Stated task 1 - According to the passage on the zero emissions commitment (ZEC), for how long after emissions stop is ZEC typically measured in RCB estimates?
Stated task 2 - Continue the passage on the zero emissions commitment (ZEC) from its final sentence.

Article -
* BEGIN *

In principle, ZEC can influence our calculation both when it is positive and when it is negative. In practice, a negative ZEC may be fully realized only after peak warming occurs and therefore be less relevant for limiting maximum warming. Thus, while the assessed distribution of ZEC is a Gaussian based around zero, for very delayed ZEC impacts, the effective impact of ZEC for our calculation may be defined only by the positive part of this distribution. A recent model intercomparison project on ZEC (ZEC-MIP32) indicates that for gradually declining emissions, some of the value identified as ZEC under the idealized conditions of an abrupt stop in emissions will be realized before net zero is reached33, and this is replicated by simple climate models such as FaIR34. This means that a negative ZEC could result in a budget increase, but by how much is uncertain. Depending on the other characteristics of the pathway, the time taken for ZEC to materialize may also reduce its impacts; if the scenario has decreasing non-CO2 warming, this can mask a positive ZEC, and vice versa. Typically ZEC measured until 50 years after emissions stop is used in RCB estimates1, but the peak non-CO2 warming in MAGICC and FaIR is typically much earlier. A pre-net zero negative ZEC may also mean that some low level of CO2 is emitted after peak temperature has been reached and does not affect the value of the peak. To further complicate matters, ZEC-MIP suggests that the uncertainty in ZEC depends on future warming whereas the IPCC provides a ZEC assessment at only one level of cumulative carbon emissions. It reports a central value for ZEC after 1,000 PgC of cumulative carbon emissions of zero with an assessed likely range of ± 0. 3 °C in ref. 35; we include this uncertainty as a robustness case. This estimate is for 2 °C of initial warming, so it is probably a little high for the 1.5 °C budget33.

* END *

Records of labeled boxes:
* BEGIN *

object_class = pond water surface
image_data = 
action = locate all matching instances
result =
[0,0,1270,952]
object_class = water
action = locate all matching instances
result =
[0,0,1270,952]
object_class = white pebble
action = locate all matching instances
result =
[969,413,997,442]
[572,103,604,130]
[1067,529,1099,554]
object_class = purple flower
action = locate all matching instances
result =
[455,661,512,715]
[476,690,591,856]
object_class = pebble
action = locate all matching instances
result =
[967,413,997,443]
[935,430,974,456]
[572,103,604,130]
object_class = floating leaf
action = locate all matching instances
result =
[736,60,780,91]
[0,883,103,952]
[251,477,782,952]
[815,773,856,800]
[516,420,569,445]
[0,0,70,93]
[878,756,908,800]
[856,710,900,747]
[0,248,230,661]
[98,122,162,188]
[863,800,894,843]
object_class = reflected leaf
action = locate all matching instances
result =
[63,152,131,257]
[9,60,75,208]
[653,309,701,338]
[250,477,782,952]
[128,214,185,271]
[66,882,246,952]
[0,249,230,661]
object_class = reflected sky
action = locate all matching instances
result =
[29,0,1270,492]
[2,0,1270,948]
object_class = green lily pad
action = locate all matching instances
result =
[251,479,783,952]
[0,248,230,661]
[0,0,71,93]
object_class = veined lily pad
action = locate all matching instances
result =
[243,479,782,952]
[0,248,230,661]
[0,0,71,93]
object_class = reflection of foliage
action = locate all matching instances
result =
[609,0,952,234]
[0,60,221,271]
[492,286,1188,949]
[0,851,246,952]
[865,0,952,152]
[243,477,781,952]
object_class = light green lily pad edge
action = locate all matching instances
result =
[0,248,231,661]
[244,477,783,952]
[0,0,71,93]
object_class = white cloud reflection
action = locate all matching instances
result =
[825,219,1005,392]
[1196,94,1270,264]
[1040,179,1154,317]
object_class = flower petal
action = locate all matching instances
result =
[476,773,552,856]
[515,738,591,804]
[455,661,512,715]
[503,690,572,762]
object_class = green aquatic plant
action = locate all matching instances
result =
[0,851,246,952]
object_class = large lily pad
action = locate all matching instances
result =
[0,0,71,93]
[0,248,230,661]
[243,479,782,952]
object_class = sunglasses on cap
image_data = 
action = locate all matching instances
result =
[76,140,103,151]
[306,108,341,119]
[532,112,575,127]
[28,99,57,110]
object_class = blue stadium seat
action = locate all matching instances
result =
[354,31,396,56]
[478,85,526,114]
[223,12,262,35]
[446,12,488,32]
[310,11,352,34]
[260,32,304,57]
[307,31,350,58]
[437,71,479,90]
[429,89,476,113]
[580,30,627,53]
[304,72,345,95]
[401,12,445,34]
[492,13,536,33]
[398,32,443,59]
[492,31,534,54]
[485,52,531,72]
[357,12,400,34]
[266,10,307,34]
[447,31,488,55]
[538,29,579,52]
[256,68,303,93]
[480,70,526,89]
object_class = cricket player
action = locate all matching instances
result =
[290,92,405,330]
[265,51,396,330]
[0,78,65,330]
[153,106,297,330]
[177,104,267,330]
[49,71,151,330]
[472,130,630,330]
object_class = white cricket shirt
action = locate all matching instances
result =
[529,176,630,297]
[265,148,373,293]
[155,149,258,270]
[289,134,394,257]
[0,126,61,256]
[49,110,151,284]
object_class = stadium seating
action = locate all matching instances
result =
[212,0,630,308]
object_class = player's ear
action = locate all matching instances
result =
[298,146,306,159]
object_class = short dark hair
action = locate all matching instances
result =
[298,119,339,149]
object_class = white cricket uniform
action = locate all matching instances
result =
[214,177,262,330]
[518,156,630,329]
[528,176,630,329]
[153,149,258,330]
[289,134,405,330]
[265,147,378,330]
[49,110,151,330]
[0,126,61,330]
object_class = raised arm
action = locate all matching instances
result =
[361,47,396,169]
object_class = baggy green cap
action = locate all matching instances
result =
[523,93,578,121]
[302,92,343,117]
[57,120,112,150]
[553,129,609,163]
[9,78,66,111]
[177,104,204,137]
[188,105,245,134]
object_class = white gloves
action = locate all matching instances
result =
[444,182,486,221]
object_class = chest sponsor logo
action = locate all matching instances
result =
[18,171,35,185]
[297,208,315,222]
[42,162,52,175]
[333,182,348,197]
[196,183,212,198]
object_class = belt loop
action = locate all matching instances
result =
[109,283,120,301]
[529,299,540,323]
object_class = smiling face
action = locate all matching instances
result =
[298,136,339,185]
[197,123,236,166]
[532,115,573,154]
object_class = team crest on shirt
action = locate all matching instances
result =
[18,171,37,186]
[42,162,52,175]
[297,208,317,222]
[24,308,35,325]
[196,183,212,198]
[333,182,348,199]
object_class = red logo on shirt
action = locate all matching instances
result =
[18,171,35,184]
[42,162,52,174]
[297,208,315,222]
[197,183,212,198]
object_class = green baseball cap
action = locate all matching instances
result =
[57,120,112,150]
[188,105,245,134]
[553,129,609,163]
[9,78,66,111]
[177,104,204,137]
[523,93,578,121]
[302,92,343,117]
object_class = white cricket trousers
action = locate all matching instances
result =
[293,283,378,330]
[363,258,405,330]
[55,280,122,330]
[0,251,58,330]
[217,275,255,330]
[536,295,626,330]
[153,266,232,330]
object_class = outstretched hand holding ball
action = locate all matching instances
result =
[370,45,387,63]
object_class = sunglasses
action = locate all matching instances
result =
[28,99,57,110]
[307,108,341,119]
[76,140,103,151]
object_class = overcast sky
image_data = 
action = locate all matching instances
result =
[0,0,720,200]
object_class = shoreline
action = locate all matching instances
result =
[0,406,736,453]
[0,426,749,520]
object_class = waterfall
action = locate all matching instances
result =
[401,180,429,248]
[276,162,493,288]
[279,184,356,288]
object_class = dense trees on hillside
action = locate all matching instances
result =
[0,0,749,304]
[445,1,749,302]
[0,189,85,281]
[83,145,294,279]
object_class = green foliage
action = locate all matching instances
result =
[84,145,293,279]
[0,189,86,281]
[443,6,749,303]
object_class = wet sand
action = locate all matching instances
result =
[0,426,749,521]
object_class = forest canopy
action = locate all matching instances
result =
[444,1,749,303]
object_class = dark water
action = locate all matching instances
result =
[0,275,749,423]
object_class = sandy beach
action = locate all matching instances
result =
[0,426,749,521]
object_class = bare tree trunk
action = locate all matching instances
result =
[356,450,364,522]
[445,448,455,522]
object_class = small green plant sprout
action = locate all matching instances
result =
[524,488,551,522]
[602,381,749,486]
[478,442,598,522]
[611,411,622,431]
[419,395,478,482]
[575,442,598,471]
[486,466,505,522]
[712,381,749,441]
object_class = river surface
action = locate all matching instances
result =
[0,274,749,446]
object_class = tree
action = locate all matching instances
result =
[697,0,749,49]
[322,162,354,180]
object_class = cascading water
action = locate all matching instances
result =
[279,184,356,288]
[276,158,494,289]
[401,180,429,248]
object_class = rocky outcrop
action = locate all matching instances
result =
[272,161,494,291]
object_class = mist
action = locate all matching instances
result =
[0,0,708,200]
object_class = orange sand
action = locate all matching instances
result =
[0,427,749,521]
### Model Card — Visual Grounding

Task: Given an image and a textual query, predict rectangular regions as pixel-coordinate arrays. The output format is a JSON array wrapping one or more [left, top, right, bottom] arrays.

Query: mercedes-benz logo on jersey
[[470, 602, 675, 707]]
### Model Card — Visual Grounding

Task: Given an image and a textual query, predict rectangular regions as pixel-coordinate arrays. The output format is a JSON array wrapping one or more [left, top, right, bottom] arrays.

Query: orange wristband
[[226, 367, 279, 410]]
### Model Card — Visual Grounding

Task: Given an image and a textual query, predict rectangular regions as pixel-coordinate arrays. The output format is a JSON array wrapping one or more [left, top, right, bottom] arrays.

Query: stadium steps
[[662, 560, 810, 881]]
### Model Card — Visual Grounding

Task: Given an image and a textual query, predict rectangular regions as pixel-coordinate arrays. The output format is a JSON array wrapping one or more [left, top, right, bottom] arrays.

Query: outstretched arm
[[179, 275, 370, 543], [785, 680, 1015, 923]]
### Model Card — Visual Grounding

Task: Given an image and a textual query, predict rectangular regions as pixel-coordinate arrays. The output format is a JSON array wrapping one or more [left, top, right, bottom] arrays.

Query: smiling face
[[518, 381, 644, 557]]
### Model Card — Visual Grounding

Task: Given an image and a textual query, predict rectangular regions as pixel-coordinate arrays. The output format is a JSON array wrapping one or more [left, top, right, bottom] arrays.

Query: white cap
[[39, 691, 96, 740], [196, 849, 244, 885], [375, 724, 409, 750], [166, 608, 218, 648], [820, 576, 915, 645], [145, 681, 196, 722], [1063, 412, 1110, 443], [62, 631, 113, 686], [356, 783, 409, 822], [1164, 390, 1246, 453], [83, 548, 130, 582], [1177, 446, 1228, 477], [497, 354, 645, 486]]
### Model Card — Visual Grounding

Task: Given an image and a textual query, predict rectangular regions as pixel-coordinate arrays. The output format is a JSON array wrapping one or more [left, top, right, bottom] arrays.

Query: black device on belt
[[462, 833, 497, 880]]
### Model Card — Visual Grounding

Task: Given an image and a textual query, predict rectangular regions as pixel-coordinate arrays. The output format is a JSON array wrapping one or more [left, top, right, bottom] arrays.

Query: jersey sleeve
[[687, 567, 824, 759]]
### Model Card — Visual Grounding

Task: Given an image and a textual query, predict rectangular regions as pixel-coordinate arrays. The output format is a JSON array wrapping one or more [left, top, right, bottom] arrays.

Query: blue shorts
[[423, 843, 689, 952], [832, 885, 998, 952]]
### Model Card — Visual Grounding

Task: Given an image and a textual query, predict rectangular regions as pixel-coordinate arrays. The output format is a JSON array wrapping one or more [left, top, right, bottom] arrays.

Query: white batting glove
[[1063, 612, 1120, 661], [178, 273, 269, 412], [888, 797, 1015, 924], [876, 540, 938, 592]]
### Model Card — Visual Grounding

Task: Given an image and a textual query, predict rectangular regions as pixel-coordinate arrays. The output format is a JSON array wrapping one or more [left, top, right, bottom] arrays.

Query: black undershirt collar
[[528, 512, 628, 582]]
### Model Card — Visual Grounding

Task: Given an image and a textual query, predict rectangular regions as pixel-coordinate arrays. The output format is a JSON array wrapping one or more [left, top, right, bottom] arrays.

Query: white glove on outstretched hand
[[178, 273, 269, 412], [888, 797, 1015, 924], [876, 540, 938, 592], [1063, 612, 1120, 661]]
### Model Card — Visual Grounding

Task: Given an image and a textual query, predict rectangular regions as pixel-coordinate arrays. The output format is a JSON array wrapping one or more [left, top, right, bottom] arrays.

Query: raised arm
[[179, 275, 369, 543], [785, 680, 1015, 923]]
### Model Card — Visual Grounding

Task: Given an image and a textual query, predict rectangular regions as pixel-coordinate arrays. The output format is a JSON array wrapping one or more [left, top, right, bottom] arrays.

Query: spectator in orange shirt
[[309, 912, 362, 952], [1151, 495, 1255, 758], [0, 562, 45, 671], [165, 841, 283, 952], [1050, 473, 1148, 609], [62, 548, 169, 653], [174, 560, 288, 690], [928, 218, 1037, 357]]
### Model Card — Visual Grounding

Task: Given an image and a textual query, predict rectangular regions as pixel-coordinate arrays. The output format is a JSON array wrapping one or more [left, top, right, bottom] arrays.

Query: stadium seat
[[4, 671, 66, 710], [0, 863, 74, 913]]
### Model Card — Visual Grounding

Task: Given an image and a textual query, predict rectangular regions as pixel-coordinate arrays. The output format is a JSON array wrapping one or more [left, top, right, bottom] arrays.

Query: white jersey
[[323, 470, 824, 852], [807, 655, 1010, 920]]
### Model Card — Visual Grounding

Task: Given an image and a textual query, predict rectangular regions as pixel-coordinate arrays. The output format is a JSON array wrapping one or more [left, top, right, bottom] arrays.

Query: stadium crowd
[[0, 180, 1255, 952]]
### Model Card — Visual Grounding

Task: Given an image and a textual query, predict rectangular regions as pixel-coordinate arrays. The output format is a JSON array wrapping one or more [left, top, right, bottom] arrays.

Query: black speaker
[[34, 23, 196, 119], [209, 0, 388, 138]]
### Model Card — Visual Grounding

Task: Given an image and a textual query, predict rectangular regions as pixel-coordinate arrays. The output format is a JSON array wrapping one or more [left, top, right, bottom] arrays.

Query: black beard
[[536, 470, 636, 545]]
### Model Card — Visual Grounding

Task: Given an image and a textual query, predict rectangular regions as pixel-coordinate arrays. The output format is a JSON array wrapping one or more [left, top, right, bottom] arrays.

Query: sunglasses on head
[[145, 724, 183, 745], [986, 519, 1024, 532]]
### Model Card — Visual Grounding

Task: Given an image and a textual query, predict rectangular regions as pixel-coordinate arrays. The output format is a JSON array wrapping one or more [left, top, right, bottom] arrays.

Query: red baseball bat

* END *

Written answer 1 - ZEC is typically measured until 50 years after emissions stop.

Written answer 2 -
Despite this uncertainty, we can set bounds on the impact these considerations might have. We explore the impact of ignoring negative ZEC in our calculation as an upper bound on ZEC occurring too late to prevent peak warming from exceeding the predefined global warming limit. Table 2 indicates that this would have a very substantial effect, reducing the 50% 1.5 °C budget by over a third. This is the largest single impact explored here. While this is a high estimate of the impact and indicates an impact that might materialize only in the decades after net zero CO2 is reached, it emphasizes that an increased understanding of ZEC would be very valuable to improve the accuracy of our budgets. Symmetrically increasing the uncertainty of ZEC has only very minor impact on the median budgets but substantially reduces the budget for a 66% chance of limiting warming to 1.5 °C or 2 °C. Reducing it would increase the 66% budget.
Non-CO2 warming contribution
Estimating RCBs requires an estimate of how much non-CO2 emissions will contribute to warming. This requires estimates of both how much we will emit of many different species over time and what impact they will have on the climate36,37. It therefore combines sociopolitical with geophysical uncertainty, which requires more complicated models than discussed so far. In an attempt to capture future socioeconomic developments, we use the AR6 scenario database38, the most comprehensive current database of global emissions projections from different socioeconomic models. For assessing the geophysical uncertainty, we use two climate emulators. Full details of our emulator and database choices can be found in Methods. In the AR6 WG1 report, budgets were calculated with the emulator MAGICC and the SR1.5 database25; we explore adding FaIR and look at the impact of different versions of these models.
A version update to MAGICC (from version 7.5.1 to 7.5.3) reduced the 1.5 °C RCB by over 100 GtCO2 (equivalent to roughly 0.05 °C in terms of temperature) due to a change in the historic aerosol emissions used to calibrate the model. A similar, although smaller, effect occurred when the FaIR model was updated. After combining the budgets, we find that the net effect of the updates is a 22% reduction of the 50% 1.5 °C RCB and a 13% reduction of the 66% 2 °C RCB. The budgets before and after updating are compared in Supplementary Fig. 1 and indicate uncertainties of around 100 GtCO2 in the 1.5 °C budget and 200 GtCO2 in the 2 °C budget from the geophysical impact of non-CO2 emissions. This is broadly in line with the within-emulator uncertainty over non-CO2 warming once the emulators are averaged, which gives 120 GtCO2 for 1.5 °C and 210 GtCO2 for 2 °C. Details of how we use these emulators to calculate non-CO2 contributions are presented in Methods.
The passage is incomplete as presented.